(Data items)
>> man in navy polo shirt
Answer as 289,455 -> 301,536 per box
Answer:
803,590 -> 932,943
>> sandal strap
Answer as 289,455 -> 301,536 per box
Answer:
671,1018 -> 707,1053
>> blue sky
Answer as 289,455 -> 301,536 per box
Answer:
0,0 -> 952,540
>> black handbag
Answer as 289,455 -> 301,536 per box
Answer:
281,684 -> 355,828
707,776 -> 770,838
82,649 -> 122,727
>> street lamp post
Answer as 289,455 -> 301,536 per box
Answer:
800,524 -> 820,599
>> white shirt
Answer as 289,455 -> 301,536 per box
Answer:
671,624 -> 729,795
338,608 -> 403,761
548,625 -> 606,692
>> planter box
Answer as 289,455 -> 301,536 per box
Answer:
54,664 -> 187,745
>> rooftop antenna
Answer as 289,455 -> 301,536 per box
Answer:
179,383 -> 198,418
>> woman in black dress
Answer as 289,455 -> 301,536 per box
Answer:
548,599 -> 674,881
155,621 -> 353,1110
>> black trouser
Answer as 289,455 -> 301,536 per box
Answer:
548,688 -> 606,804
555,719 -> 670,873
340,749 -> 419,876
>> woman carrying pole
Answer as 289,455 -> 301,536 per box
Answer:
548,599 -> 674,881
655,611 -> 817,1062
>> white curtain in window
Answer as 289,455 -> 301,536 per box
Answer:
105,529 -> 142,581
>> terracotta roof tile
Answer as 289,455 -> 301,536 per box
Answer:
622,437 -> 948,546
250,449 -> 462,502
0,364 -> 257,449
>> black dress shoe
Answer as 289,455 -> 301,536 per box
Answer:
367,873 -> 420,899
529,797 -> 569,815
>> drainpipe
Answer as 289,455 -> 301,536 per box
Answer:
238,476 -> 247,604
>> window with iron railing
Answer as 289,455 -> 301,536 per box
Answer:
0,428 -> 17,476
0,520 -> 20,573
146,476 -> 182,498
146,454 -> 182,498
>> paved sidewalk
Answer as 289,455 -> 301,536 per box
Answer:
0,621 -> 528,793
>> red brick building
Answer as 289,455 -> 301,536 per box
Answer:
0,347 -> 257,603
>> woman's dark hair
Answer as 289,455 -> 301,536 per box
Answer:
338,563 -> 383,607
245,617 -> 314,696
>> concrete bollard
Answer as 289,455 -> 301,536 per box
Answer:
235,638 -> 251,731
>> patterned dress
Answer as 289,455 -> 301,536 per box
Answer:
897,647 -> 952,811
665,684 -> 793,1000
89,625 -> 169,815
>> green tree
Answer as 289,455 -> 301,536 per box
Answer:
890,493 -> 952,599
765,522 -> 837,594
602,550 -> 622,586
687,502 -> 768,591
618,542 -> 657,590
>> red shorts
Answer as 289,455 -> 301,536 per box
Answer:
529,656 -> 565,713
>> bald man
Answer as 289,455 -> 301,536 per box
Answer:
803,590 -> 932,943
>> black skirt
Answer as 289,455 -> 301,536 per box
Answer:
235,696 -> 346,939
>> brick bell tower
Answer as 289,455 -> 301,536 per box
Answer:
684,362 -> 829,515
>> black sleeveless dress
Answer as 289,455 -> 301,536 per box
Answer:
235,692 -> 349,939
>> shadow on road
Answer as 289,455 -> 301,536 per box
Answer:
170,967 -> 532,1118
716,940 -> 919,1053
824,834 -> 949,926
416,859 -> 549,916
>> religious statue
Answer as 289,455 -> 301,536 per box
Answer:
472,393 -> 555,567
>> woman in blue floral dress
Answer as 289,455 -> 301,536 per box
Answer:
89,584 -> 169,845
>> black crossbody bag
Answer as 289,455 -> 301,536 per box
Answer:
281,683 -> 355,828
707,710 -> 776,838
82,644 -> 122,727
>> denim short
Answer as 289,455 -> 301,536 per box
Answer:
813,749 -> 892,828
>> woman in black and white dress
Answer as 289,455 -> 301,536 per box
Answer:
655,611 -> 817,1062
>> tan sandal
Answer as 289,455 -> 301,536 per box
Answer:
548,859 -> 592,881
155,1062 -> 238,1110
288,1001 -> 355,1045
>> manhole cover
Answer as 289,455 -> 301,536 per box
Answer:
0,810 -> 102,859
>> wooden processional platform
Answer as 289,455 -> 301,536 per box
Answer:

AIM OF THE EXERCISE :: Arrange every line of the data items above as a numbered list, leaving out any blank lines.

FINAL RESULT ::
1. >> man in navy polo shirt
2. Answer as 289,455 -> 301,536 per box
3. Answer:
4. 803,590 -> 932,943
5. >> sandal strap
6. Answer as 289,455 -> 301,536 per box
7. Answer:
8. 671,1018 -> 707,1053
9. >> blue sky
10. Answer as 289,455 -> 301,536 per box
11. Answer:
12. 0,0 -> 952,540
13. >> black handbag
14. Answer as 289,455 -> 301,536 per box
15. Answer:
16. 281,684 -> 355,828
17. 707,776 -> 770,838
18. 82,649 -> 122,727
19. >> street lamp post
20. Answer as 289,455 -> 301,536 per box
21. Answer:
22. 800,524 -> 820,599
23. >> white shirt
24. Answer as 289,455 -> 301,536 per box
25. Answer:
26. 671,624 -> 729,795
27. 338,608 -> 403,761
28. 548,625 -> 606,692
29. >> planter box
30. Answer as 289,455 -> 301,536 per box
31. Answer:
32. 54,664 -> 187,745
33. >> rooftop antenna
34. Answer as 289,455 -> 301,536 per box
35. Answer:
36. 179,383 -> 198,418
37. >> woman in black dress
38. Answer as 289,455 -> 301,536 per box
39. Answer:
40. 548,599 -> 674,881
41. 155,621 -> 353,1110
42. >> black trouser
43. Answer as 289,455 -> 301,536 per box
44. Answer:
45. 548,688 -> 606,804
46. 555,719 -> 670,873
47. 340,749 -> 419,876
48. >> woman carrying pole
49. Answer as 289,455 -> 301,536 per box
50. Answer:
51. 548,599 -> 674,881
52. 655,611 -> 817,1062
53. >> white curtain in window
54. Answer as 289,455 -> 301,536 per box
55. Answer:
56. 105,529 -> 142,581
57. >> terracotta roof tile
58. Answer as 289,455 -> 301,536 per box
59. Answer:
60. 622,437 -> 948,546
61. 250,449 -> 462,502
62. 0,364 -> 257,449
63. >> black dress shoe
64. Answer as 289,455 -> 301,536 per box
65. Answer:
66. 367,873 -> 420,899
67. 529,797 -> 569,815
68. >> drainpipe
69. Answer as 289,455 -> 301,536 per box
70. Answer:
71. 238,476 -> 247,604
72. >> window with iron railing
73. Answer as 289,455 -> 301,536 per box
74. Answer:
75. 0,428 -> 17,476
76. 0,520 -> 20,573
77. 146,476 -> 182,498
78. 146,454 -> 182,498
79. >> paved sidewalk
80. Answer as 289,455 -> 301,536 per box
81. Answer:
82. 0,621 -> 528,793
83. >> red brick building
84. Answer as 289,455 -> 301,536 per box
85. Answer:
86. 0,347 -> 257,603
87. >> woman's dark hair
88. Answer as 289,455 -> 301,536 per box
89. Answer:
90. 338,563 -> 383,607
91. 245,617 -> 314,696
92. >> concrete bollard
93. Answer as 289,455 -> 301,536 per box
94. Answer:
95. 235,638 -> 251,731
96. >> patterned dress
97. Answer as 289,455 -> 301,536 per box
98. Answer:
99. 897,647 -> 952,811
100. 665,684 -> 793,1000
101. 89,625 -> 169,815
102. >> green tree
103. Answer as 289,455 -> 301,536 per box
104. Answer:
105. 890,493 -> 952,599
106. 765,522 -> 837,594
107. 602,550 -> 622,586
108. 687,502 -> 768,591
109. 618,542 -> 657,590
110. >> red shorts
111. Answer as 289,455 -> 301,536 per box
112. Answer:
113. 529,656 -> 565,713
114. >> bald man
115. Answer as 289,455 -> 301,536 per box
116. Answer:
117. 803,590 -> 932,943
118. >> black skirt
119. Answer as 289,455 -> 301,536 per box
120. Answer:
121. 235,696 -> 346,939
122. >> brick bell tower
123. Answer as 289,455 -> 301,536 per box
124. Answer:
125. 684,362 -> 829,515
126. >> black sleeveless dress
127. Answer as 289,455 -> 301,536 per box
128. Answer:
129. 235,692 -> 349,939
130. >> shadow on road
131. Answer as 289,455 -> 301,536 per box
132. Answer:
133. 170,967 -> 532,1118
134. 716,940 -> 919,1053
135. 824,834 -> 949,926
136. 416,859 -> 549,916
137. >> religious statue
138. Answer as 289,455 -> 301,536 per box
139. Answer:
140. 472,393 -> 555,567
141. >> woman in blue floral dress
142. Answer as 289,455 -> 301,536 per box
143. Answer:
144. 89,584 -> 169,845
145. >> black crossbody bag
146. Answer as 289,455 -> 301,536 per box
147. Answer:
148. 281,683 -> 355,828
149. 707,710 -> 776,838
150. 82,644 -> 122,727
151. >> denim short
152. Answer as 289,455 -> 301,536 per box
153. Answer:
154. 813,749 -> 892,828
155. >> woman in black and white dress
156. Answer as 289,455 -> 301,536 per box
157. Answer:
158. 655,611 -> 817,1062
159. >> tan sandal
160. Answer as 289,455 -> 301,536 per box
161. Answer:
162. 548,859 -> 592,881
163. 155,1062 -> 238,1110
164. 288,1001 -> 355,1045
165. >> manhole cover
166. Answer as 289,455 -> 301,536 per box
167. Answer:
168. 0,810 -> 102,859
169. >> wooden processional platform
170. Answer as 289,455 -> 301,536 per box
171. Answer:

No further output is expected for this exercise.